**Exercise prompt:** The answer should be each line of the records that contains the word "rocky"; please copy them all.

**Material for this task:**
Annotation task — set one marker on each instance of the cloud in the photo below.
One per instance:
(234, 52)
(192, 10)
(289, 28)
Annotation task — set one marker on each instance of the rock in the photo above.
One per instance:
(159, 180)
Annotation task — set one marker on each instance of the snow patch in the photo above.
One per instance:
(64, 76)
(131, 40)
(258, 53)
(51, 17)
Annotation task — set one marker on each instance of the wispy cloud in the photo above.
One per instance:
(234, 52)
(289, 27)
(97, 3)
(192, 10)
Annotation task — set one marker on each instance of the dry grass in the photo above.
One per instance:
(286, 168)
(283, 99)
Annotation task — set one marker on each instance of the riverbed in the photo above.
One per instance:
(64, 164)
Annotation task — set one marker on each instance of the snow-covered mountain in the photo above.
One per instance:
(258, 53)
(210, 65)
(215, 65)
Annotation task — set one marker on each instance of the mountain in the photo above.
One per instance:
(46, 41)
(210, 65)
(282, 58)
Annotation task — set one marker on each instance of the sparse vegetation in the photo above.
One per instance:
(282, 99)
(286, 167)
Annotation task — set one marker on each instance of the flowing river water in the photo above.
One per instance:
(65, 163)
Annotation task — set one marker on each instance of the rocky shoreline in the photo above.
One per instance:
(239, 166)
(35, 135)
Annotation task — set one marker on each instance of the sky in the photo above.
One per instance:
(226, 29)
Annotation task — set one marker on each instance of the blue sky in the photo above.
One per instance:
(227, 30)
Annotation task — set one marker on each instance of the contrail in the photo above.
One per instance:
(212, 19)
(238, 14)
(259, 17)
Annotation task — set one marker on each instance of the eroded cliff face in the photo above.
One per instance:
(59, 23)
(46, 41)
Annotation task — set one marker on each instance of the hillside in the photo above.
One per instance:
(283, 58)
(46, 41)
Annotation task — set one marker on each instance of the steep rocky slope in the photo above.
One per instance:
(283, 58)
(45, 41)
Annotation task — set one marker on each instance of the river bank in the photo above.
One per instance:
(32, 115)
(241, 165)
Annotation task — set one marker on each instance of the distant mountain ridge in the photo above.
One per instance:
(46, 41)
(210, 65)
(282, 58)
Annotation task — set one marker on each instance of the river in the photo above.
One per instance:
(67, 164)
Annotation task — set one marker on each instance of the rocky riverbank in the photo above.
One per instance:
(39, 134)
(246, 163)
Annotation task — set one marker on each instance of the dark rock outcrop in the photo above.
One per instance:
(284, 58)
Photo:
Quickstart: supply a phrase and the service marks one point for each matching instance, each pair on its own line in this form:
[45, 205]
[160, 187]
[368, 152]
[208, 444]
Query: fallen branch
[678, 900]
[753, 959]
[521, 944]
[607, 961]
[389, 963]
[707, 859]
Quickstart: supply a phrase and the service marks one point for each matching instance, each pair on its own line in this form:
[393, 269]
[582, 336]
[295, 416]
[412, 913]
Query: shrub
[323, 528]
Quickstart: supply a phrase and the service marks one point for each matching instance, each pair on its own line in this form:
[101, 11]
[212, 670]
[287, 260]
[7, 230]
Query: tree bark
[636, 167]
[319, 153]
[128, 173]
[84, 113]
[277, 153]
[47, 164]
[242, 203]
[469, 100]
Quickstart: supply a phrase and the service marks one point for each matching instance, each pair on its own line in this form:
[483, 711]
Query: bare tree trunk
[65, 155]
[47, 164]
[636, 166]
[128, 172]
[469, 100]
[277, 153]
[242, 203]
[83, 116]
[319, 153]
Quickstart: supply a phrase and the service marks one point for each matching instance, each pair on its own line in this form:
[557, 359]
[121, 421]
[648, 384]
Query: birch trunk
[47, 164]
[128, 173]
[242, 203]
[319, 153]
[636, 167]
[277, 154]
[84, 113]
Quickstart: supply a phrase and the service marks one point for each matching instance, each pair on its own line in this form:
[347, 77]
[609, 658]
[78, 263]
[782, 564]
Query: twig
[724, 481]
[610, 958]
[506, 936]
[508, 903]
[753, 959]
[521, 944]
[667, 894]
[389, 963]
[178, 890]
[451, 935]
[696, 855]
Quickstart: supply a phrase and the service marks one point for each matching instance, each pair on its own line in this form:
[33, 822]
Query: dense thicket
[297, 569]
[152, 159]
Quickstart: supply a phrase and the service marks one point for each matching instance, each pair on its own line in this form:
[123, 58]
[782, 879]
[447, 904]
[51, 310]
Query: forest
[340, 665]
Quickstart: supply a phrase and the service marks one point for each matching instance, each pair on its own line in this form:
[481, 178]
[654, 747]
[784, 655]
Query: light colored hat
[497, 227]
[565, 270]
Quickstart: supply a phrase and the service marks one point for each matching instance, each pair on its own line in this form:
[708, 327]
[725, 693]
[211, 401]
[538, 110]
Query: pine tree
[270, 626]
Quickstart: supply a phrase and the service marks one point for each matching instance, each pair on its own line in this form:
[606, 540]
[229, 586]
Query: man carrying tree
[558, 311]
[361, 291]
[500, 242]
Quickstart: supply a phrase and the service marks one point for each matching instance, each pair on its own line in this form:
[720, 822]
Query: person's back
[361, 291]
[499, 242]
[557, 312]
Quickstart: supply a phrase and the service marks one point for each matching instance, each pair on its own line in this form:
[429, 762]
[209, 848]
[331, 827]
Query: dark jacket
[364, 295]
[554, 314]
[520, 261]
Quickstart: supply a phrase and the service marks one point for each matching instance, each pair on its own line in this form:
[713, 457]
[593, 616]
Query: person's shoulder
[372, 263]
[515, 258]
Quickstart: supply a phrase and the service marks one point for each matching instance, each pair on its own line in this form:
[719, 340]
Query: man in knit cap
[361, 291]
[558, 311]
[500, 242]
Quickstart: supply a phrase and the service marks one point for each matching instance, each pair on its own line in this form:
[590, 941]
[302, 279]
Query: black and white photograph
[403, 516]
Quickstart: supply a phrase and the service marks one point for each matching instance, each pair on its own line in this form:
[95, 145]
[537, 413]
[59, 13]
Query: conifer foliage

**Response to this task:**
Annotation task — set one marker on each instance of the rocky shoreline in the photo above.
Annotation task — set one marker on each instance of the steep rocky slope in the photo above.
Annotation task — set one marker on each instance of the rocky riverbank in the photo above.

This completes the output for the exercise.